INFORMATION GIVEN =>
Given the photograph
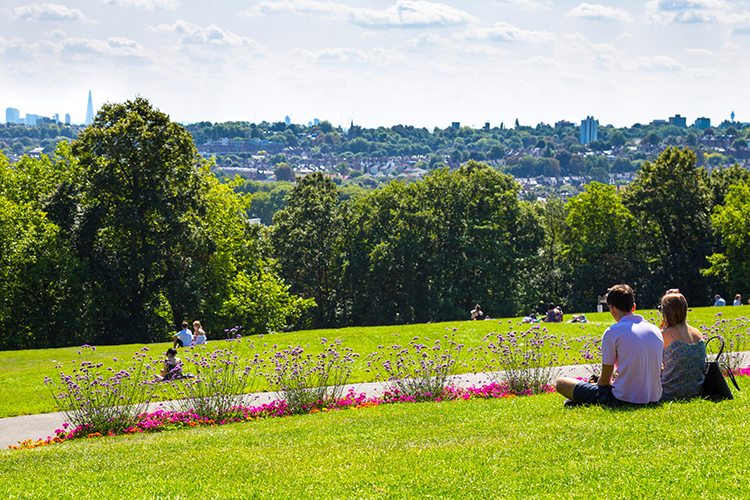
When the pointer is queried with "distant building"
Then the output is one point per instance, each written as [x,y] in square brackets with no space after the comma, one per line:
[702,123]
[589,130]
[12,115]
[678,121]
[89,111]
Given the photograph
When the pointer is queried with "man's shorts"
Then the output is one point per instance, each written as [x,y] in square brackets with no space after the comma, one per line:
[593,394]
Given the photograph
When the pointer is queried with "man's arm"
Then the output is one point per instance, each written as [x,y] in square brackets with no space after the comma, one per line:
[606,377]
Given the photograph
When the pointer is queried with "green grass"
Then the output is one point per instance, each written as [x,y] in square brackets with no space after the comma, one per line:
[520,448]
[22,372]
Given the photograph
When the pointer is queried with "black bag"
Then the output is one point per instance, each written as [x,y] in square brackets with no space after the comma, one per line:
[714,385]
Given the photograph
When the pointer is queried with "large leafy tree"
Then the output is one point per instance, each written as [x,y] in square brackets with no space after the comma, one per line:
[732,223]
[138,231]
[305,240]
[602,245]
[429,250]
[671,203]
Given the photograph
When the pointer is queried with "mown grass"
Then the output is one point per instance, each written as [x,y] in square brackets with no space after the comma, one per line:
[22,372]
[529,447]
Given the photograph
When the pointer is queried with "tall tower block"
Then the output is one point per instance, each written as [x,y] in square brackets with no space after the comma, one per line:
[89,111]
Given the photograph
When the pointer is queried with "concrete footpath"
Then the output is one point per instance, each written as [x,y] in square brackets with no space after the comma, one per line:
[17,429]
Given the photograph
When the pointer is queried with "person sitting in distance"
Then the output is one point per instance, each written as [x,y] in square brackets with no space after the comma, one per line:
[476,313]
[554,314]
[183,338]
[632,347]
[172,366]
[199,336]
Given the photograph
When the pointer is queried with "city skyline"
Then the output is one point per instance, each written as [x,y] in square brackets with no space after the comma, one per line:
[380,62]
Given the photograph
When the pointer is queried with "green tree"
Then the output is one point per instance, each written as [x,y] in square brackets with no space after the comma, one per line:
[305,239]
[671,202]
[600,246]
[140,206]
[731,222]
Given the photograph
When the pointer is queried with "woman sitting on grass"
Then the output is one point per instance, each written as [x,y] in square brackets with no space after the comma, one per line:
[684,351]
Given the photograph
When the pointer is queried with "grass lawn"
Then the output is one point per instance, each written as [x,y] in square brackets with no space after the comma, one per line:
[22,372]
[528,447]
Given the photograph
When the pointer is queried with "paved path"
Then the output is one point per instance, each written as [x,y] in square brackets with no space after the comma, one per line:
[16,429]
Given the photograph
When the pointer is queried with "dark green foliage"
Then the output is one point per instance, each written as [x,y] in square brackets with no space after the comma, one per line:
[670,201]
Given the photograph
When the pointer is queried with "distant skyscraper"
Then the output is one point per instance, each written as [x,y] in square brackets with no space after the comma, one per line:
[589,130]
[678,121]
[702,123]
[12,115]
[89,111]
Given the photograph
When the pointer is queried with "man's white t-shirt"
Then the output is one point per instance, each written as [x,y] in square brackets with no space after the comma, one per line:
[635,347]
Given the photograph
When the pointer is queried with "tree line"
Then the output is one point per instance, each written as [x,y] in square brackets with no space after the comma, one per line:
[431,249]
[124,233]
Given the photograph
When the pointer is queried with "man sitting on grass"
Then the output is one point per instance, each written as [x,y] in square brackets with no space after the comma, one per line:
[632,347]
[183,338]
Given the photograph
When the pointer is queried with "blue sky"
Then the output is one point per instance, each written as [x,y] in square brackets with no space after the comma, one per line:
[381,62]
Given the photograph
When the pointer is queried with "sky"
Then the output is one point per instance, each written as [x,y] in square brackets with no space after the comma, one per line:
[381,62]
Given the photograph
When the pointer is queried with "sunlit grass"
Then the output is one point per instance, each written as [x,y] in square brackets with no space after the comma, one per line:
[22,372]
[529,447]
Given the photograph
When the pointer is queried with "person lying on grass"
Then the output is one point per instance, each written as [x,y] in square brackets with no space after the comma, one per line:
[632,347]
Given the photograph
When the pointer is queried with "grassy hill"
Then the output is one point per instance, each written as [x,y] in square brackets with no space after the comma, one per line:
[22,372]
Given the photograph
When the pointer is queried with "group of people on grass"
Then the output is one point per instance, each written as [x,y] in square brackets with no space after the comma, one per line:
[719,302]
[652,364]
[184,338]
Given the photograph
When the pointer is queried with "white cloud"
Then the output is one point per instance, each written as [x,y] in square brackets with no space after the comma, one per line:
[598,12]
[402,14]
[146,4]
[57,34]
[673,5]
[346,56]
[505,32]
[119,47]
[693,12]
[657,63]
[426,41]
[47,12]
[212,36]
[527,4]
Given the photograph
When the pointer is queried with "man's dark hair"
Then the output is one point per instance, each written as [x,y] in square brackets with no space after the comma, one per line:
[621,297]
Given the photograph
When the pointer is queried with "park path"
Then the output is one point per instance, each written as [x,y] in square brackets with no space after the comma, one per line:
[13,430]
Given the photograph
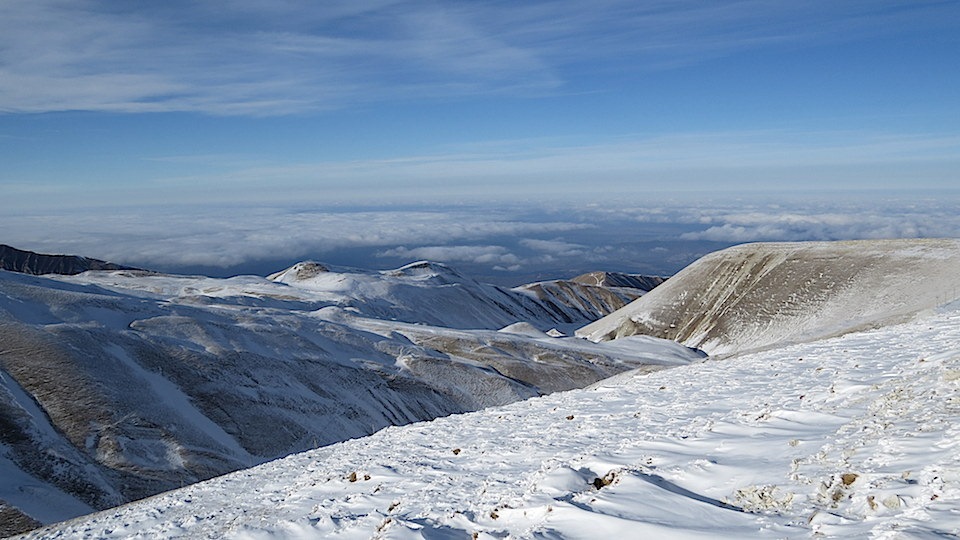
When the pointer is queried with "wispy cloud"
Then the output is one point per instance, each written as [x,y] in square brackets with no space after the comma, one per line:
[255,58]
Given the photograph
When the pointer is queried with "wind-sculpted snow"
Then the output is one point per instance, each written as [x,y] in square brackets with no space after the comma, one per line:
[849,437]
[118,385]
[754,296]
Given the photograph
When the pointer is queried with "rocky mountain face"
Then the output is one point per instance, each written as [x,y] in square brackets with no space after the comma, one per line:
[116,385]
[754,296]
[28,262]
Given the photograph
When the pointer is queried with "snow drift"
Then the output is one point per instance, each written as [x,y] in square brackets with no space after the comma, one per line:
[850,437]
[754,296]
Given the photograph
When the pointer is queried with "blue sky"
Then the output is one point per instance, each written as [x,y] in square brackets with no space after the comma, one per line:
[117,106]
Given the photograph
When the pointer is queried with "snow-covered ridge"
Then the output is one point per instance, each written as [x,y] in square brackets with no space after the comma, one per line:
[432,293]
[754,296]
[849,437]
[118,385]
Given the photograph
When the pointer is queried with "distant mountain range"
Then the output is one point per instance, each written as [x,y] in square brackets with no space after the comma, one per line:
[118,384]
[28,262]
[840,423]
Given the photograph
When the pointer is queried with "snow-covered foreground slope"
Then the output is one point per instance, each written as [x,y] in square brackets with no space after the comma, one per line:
[853,436]
[754,296]
[119,385]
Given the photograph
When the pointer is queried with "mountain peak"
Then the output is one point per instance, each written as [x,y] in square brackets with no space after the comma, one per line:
[29,262]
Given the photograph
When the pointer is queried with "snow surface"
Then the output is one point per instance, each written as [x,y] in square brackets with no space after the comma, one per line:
[118,385]
[755,296]
[853,436]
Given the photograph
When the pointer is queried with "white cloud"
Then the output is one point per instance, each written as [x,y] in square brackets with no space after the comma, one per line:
[230,236]
[263,58]
[866,221]
[555,247]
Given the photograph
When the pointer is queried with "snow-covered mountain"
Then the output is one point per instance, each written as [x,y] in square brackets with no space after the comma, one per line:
[116,385]
[849,437]
[435,294]
[754,296]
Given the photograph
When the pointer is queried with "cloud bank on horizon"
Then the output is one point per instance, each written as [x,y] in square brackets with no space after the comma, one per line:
[510,244]
[200,134]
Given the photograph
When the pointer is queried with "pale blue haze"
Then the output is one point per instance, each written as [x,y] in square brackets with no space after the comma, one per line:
[230,109]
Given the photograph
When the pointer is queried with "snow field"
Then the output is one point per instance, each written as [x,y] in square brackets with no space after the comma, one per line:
[855,436]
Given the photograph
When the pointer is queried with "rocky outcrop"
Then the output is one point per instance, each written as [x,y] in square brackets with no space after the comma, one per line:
[28,262]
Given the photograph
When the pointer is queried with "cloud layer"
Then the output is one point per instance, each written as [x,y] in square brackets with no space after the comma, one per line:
[654,236]
[268,58]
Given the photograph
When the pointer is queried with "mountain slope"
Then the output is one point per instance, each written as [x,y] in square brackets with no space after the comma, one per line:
[118,385]
[435,294]
[596,293]
[851,437]
[28,262]
[757,295]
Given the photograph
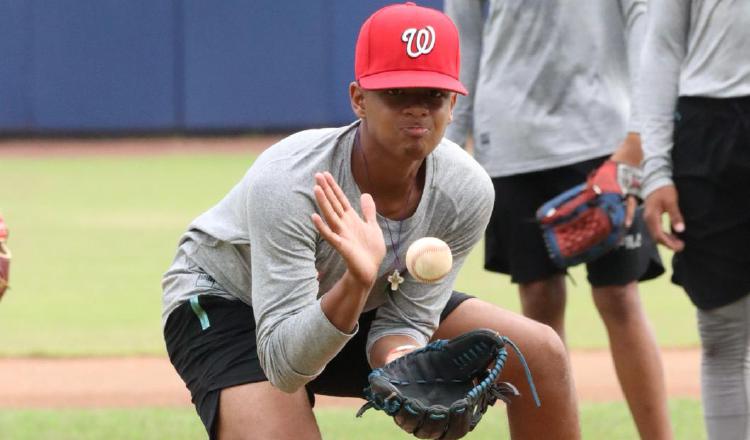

WHAT TO WORK ON =>
Which lines in the items above contain the word "cloud"? Copy out each such line in full.

THE RESPONSE =>
When the pointer is queried with "white cloud"
When the pointer is queried with "wispy cloud"
When the pointer is queried with "white cloud"
When the pointer is queried with "cloud bank on horizon"
When the pointer is queried with "cloud layer"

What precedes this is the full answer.